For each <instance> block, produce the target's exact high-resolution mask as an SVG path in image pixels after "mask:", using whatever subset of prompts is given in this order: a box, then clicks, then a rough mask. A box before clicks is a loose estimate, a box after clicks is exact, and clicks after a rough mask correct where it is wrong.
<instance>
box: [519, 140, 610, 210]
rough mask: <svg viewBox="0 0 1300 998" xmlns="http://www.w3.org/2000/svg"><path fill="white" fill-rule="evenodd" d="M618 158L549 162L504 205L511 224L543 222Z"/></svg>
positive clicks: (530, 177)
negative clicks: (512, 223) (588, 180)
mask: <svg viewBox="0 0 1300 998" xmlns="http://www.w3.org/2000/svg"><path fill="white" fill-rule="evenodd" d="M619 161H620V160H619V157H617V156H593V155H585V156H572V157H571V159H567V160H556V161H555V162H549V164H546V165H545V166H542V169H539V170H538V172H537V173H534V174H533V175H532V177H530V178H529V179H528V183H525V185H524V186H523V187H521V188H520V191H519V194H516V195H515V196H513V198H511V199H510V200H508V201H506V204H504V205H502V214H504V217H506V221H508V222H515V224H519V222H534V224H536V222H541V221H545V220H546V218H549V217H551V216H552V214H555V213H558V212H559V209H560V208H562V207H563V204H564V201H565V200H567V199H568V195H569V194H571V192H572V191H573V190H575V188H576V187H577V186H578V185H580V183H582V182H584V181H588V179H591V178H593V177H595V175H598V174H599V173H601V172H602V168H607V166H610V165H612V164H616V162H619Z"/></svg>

::::::::::

▶ Assignment
Retype the records, line for line.

▶ Result below
For each <instance> block, produce the target's exact high-resolution mask as an SVG path in image pixels after "mask:", using whatever subset of prompts is given in this order: a box, then clicks, then a rough mask. A box before clicks is a loose estimate, a box after clicks is exact, and clicks after a rough mask correct where it is wrong.
<instance>
box: [519, 140, 610, 210]
rough mask: <svg viewBox="0 0 1300 998" xmlns="http://www.w3.org/2000/svg"><path fill="white" fill-rule="evenodd" d="M618 158L549 162L504 205L511 224L543 222Z"/></svg>
positive clicks: (530, 177)
negative clicks: (512, 223) (588, 180)
mask: <svg viewBox="0 0 1300 998" xmlns="http://www.w3.org/2000/svg"><path fill="white" fill-rule="evenodd" d="M619 161H620V160H619V157H617V156H593V155H585V156H572V157H571V159H567V160H556V161H555V162H549V164H546V165H545V166H542V169H539V170H538V172H537V173H534V174H533V175H532V177H530V178H529V179H528V183H525V185H524V186H523V187H521V188H520V191H519V194H516V195H515V196H513V198H511V199H510V200H508V201H506V204H504V205H502V214H504V217H506V221H508V222H515V224H519V222H534V224H536V222H541V221H545V220H546V218H549V217H551V216H552V214H555V213H558V212H559V209H560V208H562V207H563V204H564V201H565V200H567V199H568V195H569V194H571V192H572V191H573V190H575V188H576V187H577V186H578V185H580V183H582V182H584V181H588V179H591V178H593V177H595V175H598V174H599V173H601V172H602V168H607V166H610V165H612V164H616V162H619Z"/></svg>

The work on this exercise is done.